### [WHAT TO WORK ON]
List each line of the records below that contains the word "table".

### [RECORDS SUPPLIED]
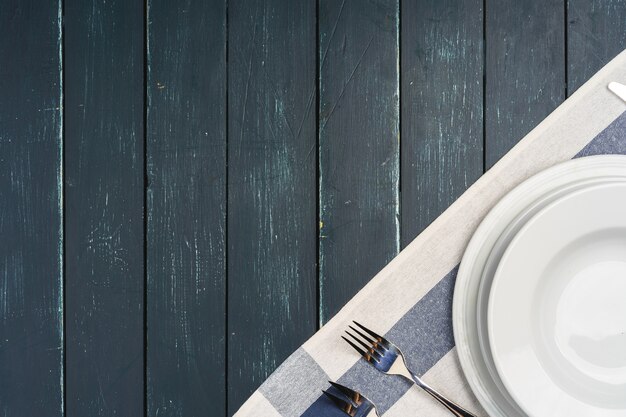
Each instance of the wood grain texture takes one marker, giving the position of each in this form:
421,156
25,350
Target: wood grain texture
359,144
104,183
596,34
525,69
442,107
31,279
186,204
271,188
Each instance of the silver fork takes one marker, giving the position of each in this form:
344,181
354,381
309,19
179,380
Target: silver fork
387,358
351,402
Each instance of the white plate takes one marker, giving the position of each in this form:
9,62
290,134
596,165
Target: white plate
482,255
557,307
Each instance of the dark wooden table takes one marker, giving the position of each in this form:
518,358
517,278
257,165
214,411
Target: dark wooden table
189,189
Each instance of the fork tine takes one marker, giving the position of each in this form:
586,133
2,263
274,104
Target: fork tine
362,343
353,395
358,349
370,354
377,336
338,401
364,336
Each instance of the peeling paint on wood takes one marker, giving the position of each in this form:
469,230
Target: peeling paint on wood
186,205
525,75
104,186
272,222
596,33
358,146
442,107
31,247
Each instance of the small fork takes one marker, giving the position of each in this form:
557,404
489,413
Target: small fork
351,402
387,358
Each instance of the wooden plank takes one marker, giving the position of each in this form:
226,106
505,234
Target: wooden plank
186,205
31,277
359,146
525,69
596,33
104,182
272,219
442,107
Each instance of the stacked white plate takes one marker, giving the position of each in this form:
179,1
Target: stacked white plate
540,300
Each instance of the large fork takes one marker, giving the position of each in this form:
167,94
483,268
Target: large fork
351,402
387,358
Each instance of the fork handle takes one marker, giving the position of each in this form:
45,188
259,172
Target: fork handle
454,408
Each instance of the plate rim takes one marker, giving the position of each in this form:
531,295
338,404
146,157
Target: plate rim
498,277
570,172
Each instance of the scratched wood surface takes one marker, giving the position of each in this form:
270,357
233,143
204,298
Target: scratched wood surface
186,207
104,207
290,149
525,52
442,107
272,224
359,159
31,280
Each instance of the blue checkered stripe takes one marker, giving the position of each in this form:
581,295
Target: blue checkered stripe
424,334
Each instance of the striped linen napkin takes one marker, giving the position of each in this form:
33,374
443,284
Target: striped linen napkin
410,300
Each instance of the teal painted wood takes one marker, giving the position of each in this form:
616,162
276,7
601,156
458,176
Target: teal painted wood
104,194
359,146
31,275
525,69
272,221
442,107
596,34
186,204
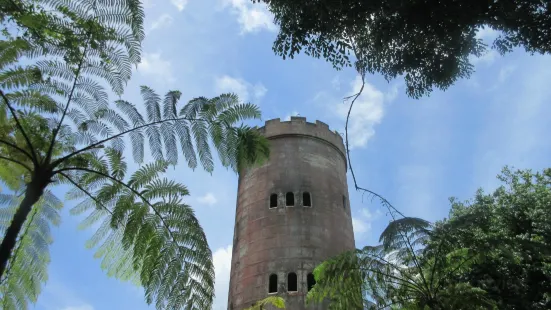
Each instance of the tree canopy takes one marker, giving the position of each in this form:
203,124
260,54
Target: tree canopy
494,252
427,42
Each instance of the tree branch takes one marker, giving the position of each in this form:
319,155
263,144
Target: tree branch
386,203
17,162
135,192
56,130
86,192
91,146
34,157
12,259
17,148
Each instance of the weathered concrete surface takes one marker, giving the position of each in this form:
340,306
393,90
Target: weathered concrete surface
305,157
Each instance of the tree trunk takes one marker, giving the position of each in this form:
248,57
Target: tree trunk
32,194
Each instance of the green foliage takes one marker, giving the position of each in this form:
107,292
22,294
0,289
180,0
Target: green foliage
58,126
275,301
512,226
429,43
398,275
494,252
63,28
27,270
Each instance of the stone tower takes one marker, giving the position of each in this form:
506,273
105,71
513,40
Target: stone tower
292,213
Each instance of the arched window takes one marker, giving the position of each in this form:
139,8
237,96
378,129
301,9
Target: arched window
310,281
292,282
290,199
272,286
273,201
306,201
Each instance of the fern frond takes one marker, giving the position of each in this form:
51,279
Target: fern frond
19,77
27,268
155,235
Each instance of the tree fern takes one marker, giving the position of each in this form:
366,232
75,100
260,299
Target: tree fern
64,129
27,268
398,275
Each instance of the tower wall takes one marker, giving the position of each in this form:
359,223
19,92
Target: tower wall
305,157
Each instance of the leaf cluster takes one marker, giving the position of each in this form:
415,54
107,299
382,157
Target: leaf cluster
428,43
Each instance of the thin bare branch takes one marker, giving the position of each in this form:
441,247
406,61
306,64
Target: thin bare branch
17,162
56,130
94,145
34,157
17,148
135,192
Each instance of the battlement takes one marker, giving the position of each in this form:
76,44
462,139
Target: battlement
300,127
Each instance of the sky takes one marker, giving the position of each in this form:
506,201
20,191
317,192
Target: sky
415,153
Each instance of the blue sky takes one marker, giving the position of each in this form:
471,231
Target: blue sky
416,153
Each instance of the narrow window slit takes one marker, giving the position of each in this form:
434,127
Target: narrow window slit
306,201
273,201
290,199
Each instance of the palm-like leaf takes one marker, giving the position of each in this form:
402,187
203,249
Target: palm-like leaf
146,233
397,274
27,269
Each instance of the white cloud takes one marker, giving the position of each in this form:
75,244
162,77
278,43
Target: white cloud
222,266
288,117
147,4
360,226
486,33
252,17
179,4
259,90
362,223
81,307
505,73
156,67
487,58
336,82
208,199
367,112
163,21
245,90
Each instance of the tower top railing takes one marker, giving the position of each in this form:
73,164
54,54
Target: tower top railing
298,126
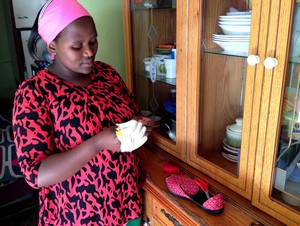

### [EXERCISE ANSWER]
Each instance of the dark wooden table takes one marker, giving the position of each in this form:
Target: dark wooden table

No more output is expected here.